## Problem details
Give only the part of the records that opens with the line containing "Expected: a marker on each instance of the pavement, one" and closes with the end of the records as a two-column CSV with the headers request and answer. Write one row per request, put each field in quotation marks, and replace line breaks with spaces.

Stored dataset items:

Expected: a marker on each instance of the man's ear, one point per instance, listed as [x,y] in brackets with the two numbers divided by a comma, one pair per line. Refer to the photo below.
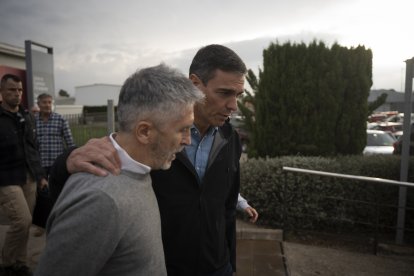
[143,131]
[195,80]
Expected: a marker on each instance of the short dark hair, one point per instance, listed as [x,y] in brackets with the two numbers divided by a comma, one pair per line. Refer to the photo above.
[6,77]
[212,57]
[43,96]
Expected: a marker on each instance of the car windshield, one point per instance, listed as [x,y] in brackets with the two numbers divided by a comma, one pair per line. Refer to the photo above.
[379,139]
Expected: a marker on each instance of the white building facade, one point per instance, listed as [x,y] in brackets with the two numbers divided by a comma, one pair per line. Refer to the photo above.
[97,94]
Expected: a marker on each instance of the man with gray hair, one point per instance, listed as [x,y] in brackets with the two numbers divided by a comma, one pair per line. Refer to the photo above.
[98,228]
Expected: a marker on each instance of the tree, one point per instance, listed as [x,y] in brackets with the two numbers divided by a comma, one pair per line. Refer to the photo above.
[310,100]
[63,93]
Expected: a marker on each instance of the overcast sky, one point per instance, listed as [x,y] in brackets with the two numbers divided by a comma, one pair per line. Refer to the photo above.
[99,41]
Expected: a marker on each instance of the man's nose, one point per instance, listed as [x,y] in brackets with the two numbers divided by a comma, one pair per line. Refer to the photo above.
[187,139]
[232,104]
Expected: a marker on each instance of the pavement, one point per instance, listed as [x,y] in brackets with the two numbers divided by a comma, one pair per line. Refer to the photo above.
[262,252]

## Solved exercise
request,answer
"Expected: a marker on each instance of the pavement, one point per instance, listed as [x,y] in brackets with the two numbers divided by a comma, one pair per line. Refer to the photo above.","[262,252]"